Eventually the action does begin though, and when it does, it is thrilling in the extreme. Crichton really knows how to make his characters work for their survival and this novel was a great example of that. There were enough differences between the novel and the film that nobody who survived one, would be guaranteed to survive the other (slight spoiler: two character deaths in particular were baffling to me especially because one has a very prominent role in the sequel The Lost World! I’m tempted to dive into the next one just to see how he survived).

Again my writer brain derived quite a bit of enjoyment picking apart the differences between the novel and the film (both subtle and blatant) and pondering why certain changes were made and how they added to, or took away from the dramatic effect.

Of course, the part I loved the most about the whole thing was the dinosaurs themselves! Nearly every dinosaur description and behavior written into this book should be taken with a grain of salt (again take a look at Naish’s Dinopedia for the major mistakes). Some of this is because we’ve learned so much since this book came out, and some of it is choices Crichton made for dramatic effect, but either way, the dinosaurs are just sooo coooool.
──────────────────────────────
REQUIRED WORK:
1/ Translate this sentence from the book review into Spanish: "Crichton really knows how to make his characters work for their survival and this novel was a great example of that."
2/ Carry on the book review from its final sentence, keeping its voice.

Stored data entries
──────────────────────────────
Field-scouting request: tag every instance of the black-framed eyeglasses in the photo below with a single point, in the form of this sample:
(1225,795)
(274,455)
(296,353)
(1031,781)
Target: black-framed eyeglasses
──────────────────────────────
EXPECTED RESPONSES:
1/ Crichton realmente sabe cómo hacer que sus personajes luchen por su supervivencia, y esta novela fue un gran ejemplo de ello.

2/
Also, there was a considerable amount of things he got right which was also great to read.

Finally, now that I’m older, and I have learned a little bit more about the subjects featured in this awesome book, it was really cool to see just HOW MUCH research Crichton did to write this book. Of course the dinosaurs themselves, but also other little things like Dr. Alan Grant being a hadrosaur expert, and centering his career around studying their nests, which was a reference to Jack Horner, a real paleontologist who studied hadrosaur nests and consulted on the JP film when it came out.

I’d be remiss if I did not admit that there were other awkward parts in the in the novel besides the pacing which made it feel a bit dated. I caught a few objectifications of Dr. Ellie Sattler though certainly he has come a long way since novels like Easy Go.

Also, a chapter near the end entitled “Destroying the World” in which Malcom explains to Hammond the many different paradigm shifts our earth has encountered. How currently most organisms need oxygen to survive when three billion years ago plants producing oxygen actually created a crisis for contemporary organism for which it was a poison much like we consider fluorine.

When Hammond brings up that the ozone layer is getting thinner, Malcom suggests that: “Ultraviolet radiation is good for life. It’s powerful energy. It promotes mutation, change. Many forms of life will thrive with more UV radiation.”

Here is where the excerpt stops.